Given text
Start

Feature request associated with ENCAP action:

VPP (and probably other apps) would like the ability to simply specify an 
independent tunnel ID as part of egress match criteria in an rte_flow rule. 
Then egress packets could specify a tunnel ID  and valid flag in the mbuf. If 
it matched the rte_flow tunnel ID item, a simple lookup in the nic could be 
done and the associated actions (particularly ENCAP) executed. The application 
already know the tunnel that the packet is associated with so no need to have 
the nic do matching on a header pattern. Plus it's possible that packet headers 
alone are not enough to determine the correct encap action (the bridge where 
the packet came from might be required). 

This would require a new mbuf field to specify the tunnel ID (maybe in 
tx_offload) and a valid flag.  It would also require a new rte flow item type 
for matching the tunnel ID (like RTE_FLOW_ITEM_TYPE_META_TUNNEL_ID).

Is something like this being considered by others? If not, should it be part of 
this RFC or a new one? I think this would be the 1st meta-data match criteria 
in rte_flow, but I could see others following. 

-johnd

> -Original Message-
> From: dev [mailto:dev-boun...@dpdk.org] On Behalf Of Doherty, Declan
> Sent: Thursday, December 21, 2017 2:21 PM
> To: dev@dpdk.org
> Subject: [dpdk-dev] [RFC] tunnel endpoint hw acceleration enablement
> 
> This RFC contains a proposal to add a new tunnel endpoint API to DPDK that
> when used in conjunction with rte_flow enables the configuration of inline
> data path encapsulation and decapsulation of tunnel endpoint network
> overlays on accelerated IO devices.

End

Problem details
Rewrite the tunnel ID feature request from "This would require" up to and including "ID (like RTE_FLOW_ITEM_TYPE_META_TUNNEL_ID).", swapping "valid flag" for "enable flag" wherever it occurs.

Material
Start

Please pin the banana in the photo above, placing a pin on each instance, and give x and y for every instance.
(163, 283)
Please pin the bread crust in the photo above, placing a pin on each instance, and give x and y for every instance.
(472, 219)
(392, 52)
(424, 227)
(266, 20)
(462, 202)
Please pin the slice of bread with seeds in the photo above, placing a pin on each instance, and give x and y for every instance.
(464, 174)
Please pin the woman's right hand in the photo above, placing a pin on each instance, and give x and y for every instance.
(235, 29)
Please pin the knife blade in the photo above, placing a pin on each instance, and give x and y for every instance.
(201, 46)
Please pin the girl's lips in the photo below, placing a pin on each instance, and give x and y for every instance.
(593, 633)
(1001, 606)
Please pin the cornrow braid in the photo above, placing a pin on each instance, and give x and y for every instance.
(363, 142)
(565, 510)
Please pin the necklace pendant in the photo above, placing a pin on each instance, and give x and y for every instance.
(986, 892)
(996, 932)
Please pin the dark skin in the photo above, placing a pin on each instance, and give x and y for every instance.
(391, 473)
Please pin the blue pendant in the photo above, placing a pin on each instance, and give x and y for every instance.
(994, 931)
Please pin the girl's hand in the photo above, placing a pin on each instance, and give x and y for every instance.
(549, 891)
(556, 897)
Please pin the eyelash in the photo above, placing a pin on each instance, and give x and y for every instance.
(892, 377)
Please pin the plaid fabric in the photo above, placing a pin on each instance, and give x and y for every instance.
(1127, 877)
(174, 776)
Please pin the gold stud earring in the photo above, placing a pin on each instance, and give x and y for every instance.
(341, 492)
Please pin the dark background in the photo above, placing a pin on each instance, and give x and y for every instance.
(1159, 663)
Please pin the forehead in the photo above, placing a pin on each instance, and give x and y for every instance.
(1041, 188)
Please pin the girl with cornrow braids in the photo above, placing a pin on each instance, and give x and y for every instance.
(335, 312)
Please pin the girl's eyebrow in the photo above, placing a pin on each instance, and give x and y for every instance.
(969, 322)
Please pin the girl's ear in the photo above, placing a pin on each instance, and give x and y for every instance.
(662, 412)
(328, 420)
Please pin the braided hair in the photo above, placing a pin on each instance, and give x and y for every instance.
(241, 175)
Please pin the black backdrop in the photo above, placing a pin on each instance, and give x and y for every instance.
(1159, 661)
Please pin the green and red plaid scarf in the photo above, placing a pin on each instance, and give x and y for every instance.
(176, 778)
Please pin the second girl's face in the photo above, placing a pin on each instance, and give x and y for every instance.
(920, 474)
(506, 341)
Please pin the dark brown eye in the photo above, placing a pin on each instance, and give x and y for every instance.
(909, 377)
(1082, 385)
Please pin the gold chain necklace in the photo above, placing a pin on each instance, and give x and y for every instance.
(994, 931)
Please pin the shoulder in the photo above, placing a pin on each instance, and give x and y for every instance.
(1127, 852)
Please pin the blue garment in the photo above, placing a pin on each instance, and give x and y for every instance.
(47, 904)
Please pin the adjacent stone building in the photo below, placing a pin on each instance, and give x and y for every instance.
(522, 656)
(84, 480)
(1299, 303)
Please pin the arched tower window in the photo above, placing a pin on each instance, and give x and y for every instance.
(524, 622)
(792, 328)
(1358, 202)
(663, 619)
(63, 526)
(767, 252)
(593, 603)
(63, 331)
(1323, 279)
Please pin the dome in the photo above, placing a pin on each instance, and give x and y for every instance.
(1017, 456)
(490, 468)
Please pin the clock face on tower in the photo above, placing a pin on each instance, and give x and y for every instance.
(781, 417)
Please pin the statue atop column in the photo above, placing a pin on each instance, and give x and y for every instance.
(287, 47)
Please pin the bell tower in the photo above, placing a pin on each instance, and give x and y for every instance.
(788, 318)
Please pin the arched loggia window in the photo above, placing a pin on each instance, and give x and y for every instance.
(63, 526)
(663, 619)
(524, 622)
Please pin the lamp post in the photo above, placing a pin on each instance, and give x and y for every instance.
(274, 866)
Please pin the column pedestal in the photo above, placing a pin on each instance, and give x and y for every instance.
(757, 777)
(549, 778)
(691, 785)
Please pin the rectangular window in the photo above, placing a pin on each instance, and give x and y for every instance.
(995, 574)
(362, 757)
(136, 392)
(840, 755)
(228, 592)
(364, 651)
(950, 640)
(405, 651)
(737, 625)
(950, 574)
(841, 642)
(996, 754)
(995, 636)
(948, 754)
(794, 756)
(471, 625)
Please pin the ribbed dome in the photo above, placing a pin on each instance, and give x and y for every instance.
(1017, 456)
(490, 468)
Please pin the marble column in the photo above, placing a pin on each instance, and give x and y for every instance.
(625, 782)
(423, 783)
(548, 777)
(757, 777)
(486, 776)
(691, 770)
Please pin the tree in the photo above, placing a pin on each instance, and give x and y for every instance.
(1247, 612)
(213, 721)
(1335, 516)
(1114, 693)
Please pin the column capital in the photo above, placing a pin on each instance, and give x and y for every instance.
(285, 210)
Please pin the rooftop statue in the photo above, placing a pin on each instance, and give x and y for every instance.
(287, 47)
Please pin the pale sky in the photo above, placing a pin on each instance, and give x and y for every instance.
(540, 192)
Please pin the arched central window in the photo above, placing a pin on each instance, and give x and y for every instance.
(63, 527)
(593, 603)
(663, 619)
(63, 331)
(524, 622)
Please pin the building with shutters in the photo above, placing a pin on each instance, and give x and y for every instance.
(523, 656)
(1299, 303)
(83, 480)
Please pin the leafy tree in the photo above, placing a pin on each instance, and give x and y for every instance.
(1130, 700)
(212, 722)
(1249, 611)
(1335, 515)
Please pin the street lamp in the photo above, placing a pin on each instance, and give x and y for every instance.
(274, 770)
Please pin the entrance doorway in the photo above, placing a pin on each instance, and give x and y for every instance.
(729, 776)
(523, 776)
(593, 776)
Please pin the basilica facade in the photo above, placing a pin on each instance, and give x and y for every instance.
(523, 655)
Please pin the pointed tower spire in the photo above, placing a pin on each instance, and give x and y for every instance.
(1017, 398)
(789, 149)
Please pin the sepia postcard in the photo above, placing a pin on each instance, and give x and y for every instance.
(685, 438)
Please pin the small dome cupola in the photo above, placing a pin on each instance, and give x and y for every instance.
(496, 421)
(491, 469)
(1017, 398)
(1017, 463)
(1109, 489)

End

Final result
This would require a new mbuf field to specify the tunnel ID (maybe in 
tx_offload) and a enable flag.  It would also require a new rte flow item type 
for matching the tunnel ID (like RTE_FLOW_ITEM_TYPE_META_TUNNEL_ID).